» Written exercise a: In the solar cost text, how long do PV batteries last on average?

» Text:
After that, there are minimal maintenance costs but even these diminish over time. A properly installed solar system does not require much maintenance. Over the course of its 30 year average life, there are few ongoing costs associated with the system as a whole, primarily with the batteries - for off grid systems (the majority of systems installed in the world are grid time systems). The average lifespan of the PV batteries is between 6 and 12 years. This means that within the initial 25 year warranty of most solar PV systems, the batteries may have to be replaced once or twice. However, depending on the included warranty, the batteries may be included and thus will cost you no additional fees.
In order to better compare solar electricity costs, one needs to compare it to what people are paying for traditional electricity. Understandably, the price of electricity varies from state to state, but it is still helpful to think about nationwide averages. With the price being the highest in Hawaii at $.242 per kilowatt hour (kWh), and the lowest in North Dakota at $.076 kWh, the average U.S. household pays $.115 kWh, for an average monthly electricity bill of $115 before taxes and fees.
As mentioned before, there are utility rebates and tax incentives to assist in purchasing the solar PV system. In many areas, owners also have the ability to sell unused energy to the utility company. Finally, there is an intangible benefit that needs to be discussed when comparing the costs of solar electricity to its conventional counterpart. Solar power is produced proportional to the demand. This means that at times when electricity consumption is greatest, the production of solar electricity is also highest, and the threat of suffering from a blackout is low.

» Data records:
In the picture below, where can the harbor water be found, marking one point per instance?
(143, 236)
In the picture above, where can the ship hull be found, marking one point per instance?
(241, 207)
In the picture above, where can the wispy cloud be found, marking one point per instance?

...

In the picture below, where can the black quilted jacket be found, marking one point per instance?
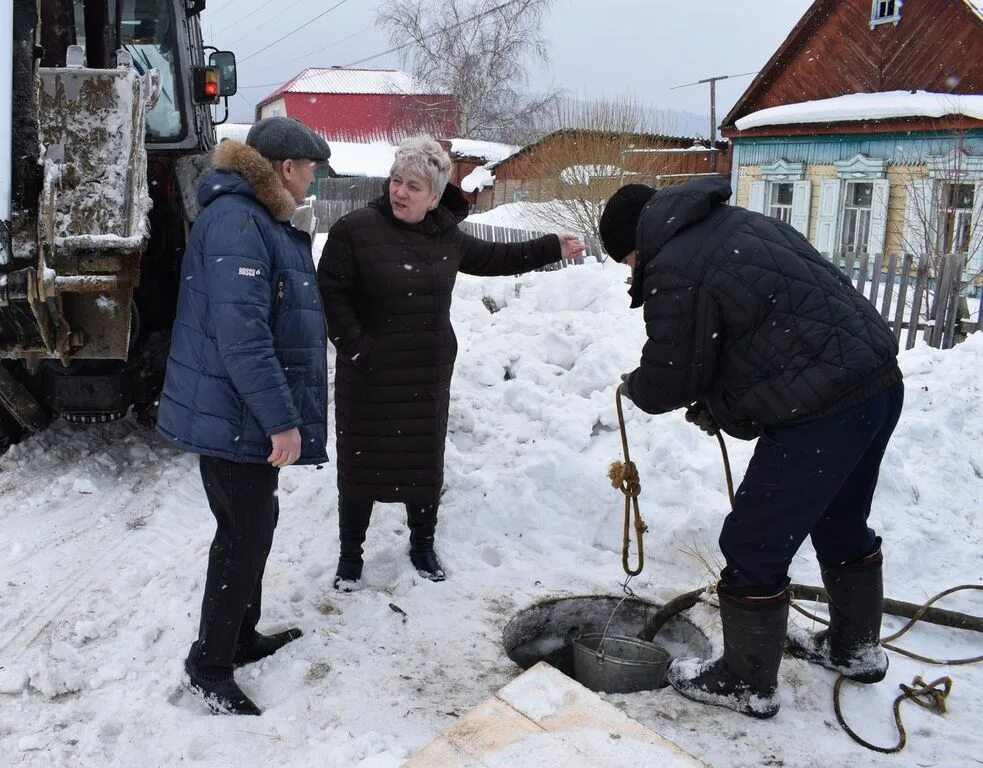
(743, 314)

---

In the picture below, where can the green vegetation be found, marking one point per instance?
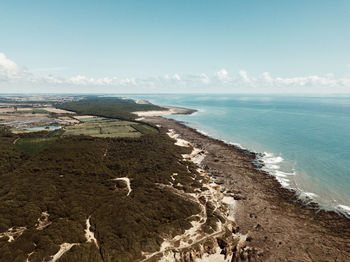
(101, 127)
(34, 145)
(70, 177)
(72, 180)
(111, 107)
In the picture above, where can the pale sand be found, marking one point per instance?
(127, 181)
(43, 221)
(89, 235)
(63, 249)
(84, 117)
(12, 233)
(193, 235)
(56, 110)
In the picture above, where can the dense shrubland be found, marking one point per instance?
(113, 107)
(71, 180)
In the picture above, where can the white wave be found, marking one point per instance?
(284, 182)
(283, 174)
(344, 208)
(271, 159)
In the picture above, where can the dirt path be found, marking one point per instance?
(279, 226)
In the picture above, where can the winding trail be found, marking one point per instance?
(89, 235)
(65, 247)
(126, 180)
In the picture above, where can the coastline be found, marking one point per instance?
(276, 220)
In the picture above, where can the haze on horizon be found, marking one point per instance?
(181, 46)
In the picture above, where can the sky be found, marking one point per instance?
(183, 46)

» Written exercise b: Please gather every line of the listing that contains the string "below".

» Written solution a: Between 6 and 12 years.

» Written solution b:
In the picture below, where can the harbor water be found, marking one point per instance?
In the picture below, where can the black quilted jacket be found, marking one point per instance?
In the picture below, where can the green vegetation be found, marking one point per instance?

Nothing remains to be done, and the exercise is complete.